__AUFGABENSTELLUNG__
Setze bitte die Forendiskussion über Gehäuselüfter unten im Anschluss an ihren letzten Satz fort.

Was spricht gegen 20 Lüfter im Gehäuse? Nötig ist ein Porsche auch nicht, wird aber trotzdem gekauft. Öhm... was passiert bei Überdruck im Gehäuse?


----------



## Duvar (1. Januar 2015)

*AW: Mehrere Gehäuselüfter optimal anordnen für beste Temperaturen*

Doch ich hab all die Lüfter gekauft, vllt springe ich demnächst mal ins Gehäuse nachm Duschen fürs Ganzkörper Fönen 
Das Teil soll auch nicht zu Obama oder zum Mars fliegen 

Ihr könnt ja mal folgendes testen: Stellt all eure Gehäuselüfter @ max und übertaktet eure Komponenten mal ans Limit und dann lasst mal einmal Prime 95 (Version 27.9) laufen und einmal Furmark/Heaven whatever.
In meinem Fall sah die Übertaktung folgendermaßen aus, R9 290 +200mV mit 1250/1700MHz // i7 4770K mit 1.35V und 4,6GHz // RAM von 1600MHzCL9 mit 1.5V auf 2133MHz CL10 mit 1.66V.
Nachdem ihr paar Minuten getestet habt notiert euch mal die Temps, danach lasst alle Lüfter immer noch @ max, aber diesmal lässt ihr das Seitenteil eures Gehäuses offen.
Um es kurz zu machen, die Temps mit offenem Seitenteil waren bei mir deutlich besser, dies bedeutete für mich, dass noch Optimierungspotential bzgl der Belüftung vorhanden ist.
Ich bestreite nicht, dass ein Lüfter vorne und einer Hinten nicht reicht, will halt nur sehen, inwieweit man das per Luftkühlung alles optimieren kann und dabei noch möglichst leise unterwegs ist.
Was ist besser, mehrere sehr leise/kaum hörbare Lüfter, oder 1-2 lautere? Natürlich kann man auch die 1-2 Lüfter sehr langsam drehen lassen, 
nur wie schnell müssen die 1-2 Lüfter rotieren um bei Übertaktung die selben Resultate/Temps von 8 leise drehenden Lüftern zu erreichen?

Hier mal ein Test mit meiner 290 TriX mit +200mV und offenem Seitenteil (Raumtemp war sehr niedrig bei diesem Test) http://extreme.pcgameshardware.de/a...lgemeiner-amd-r9-290-290x-laber-thread-h3.png Die Grafikkarte wurde maximal 63°C warm, hab beim GPU Z Screen dort leider vergessen auf max zu stellen.
Ach nee ich hatte es net vergessen auf max zu stellen, sondern buggt TriXX bissl, so dass Temps von paar Hundert Grad dort erscheinen in GPU Z, aber ich hatte ja die Temps beim Bench beobachtet, da der MSI AB nebenher mit lief.

__QUELLENANGABEN__
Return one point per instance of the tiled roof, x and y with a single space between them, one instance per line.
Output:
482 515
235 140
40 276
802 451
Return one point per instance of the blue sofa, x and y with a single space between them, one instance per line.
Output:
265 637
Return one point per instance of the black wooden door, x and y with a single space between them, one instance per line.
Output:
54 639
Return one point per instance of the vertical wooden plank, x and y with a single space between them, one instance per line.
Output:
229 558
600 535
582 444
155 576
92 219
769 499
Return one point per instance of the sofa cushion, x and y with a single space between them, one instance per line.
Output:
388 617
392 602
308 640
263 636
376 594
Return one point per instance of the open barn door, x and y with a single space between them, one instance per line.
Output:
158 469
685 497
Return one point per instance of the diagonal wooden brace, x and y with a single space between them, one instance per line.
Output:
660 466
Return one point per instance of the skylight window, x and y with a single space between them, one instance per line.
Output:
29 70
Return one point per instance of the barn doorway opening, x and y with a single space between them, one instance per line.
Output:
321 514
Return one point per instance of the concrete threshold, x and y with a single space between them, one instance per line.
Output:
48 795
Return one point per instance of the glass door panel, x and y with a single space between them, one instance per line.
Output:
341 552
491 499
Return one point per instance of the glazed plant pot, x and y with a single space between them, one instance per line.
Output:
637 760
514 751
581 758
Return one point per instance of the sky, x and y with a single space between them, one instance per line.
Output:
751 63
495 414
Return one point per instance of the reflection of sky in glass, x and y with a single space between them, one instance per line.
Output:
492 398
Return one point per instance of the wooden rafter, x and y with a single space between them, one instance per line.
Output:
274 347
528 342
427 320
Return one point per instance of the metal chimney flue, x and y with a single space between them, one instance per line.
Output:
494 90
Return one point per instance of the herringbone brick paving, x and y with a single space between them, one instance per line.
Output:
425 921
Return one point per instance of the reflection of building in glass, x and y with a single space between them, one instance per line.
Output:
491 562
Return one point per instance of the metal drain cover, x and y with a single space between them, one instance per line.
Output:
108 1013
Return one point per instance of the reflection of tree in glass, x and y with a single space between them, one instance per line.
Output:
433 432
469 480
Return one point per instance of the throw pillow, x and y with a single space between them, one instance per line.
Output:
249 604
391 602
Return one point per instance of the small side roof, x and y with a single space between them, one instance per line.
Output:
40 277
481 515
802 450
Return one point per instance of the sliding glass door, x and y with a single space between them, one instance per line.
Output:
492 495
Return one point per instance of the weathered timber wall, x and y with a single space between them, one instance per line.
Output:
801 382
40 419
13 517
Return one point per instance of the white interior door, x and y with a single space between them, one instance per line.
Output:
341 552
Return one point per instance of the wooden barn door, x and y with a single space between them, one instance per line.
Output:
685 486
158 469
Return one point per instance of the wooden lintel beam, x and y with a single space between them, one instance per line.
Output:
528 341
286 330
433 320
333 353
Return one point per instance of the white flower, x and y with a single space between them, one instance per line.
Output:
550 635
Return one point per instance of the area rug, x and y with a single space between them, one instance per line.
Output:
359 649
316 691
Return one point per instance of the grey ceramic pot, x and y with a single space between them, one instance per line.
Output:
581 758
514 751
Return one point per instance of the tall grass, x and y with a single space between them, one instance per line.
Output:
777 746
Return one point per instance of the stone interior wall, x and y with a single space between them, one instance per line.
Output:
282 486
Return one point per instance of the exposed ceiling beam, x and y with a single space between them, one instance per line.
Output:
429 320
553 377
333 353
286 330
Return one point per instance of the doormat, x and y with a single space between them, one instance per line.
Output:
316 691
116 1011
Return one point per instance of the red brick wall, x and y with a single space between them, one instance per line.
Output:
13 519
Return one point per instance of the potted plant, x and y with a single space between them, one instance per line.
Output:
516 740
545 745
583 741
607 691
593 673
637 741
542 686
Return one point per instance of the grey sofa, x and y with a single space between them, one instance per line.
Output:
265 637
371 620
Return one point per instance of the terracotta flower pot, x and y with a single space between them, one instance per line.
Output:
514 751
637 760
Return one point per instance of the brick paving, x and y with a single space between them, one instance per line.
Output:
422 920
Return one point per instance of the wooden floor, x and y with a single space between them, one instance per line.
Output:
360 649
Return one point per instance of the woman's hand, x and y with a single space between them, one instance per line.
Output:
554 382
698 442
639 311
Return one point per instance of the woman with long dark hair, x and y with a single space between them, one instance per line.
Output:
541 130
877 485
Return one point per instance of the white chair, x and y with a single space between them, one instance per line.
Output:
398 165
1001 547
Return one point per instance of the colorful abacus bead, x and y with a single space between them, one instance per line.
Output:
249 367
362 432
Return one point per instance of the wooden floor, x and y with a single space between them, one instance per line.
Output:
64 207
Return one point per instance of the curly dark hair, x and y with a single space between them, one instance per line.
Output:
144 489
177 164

__SCHRIFTLICHE ANTWORT__
Denke alles in allem ist es so, dass man mit mehreren Lüftern natürlich bessere Ergebnisse erzielt. In dem Link, den ich beim Startpost geposted habe, sieht man ja, dass Szenario 1 (vorne unten rein und hinten oben raus), deutlich schlechter abschneidet wie viele andere Szenarien. Da waren rund 11°C bessere Temps bei der CPU und GPU drin und je nach CPU und GPU und deren Übertaktungsgrad und Spannungen, können sich diese Resultate womöglich noch verbessern nehme ich an... 

Man kann natürlich die Komponenten auch nur bis zum sweet spot übertakten, dann wird es auch nicht zu heiß und man kommt auch gut mit weniger Lüftern aus, ich will aber die Option haben weiter zu gehen und dies auch noch unter leisen Umständen.


----------



## Roundy (2. Januar 2015)

*AW: Mehrere Gehäuselüfter optimal anordnen für beste Temperaturen*

Hey 
Gutes neues dir auch.
Ich hab das ds2.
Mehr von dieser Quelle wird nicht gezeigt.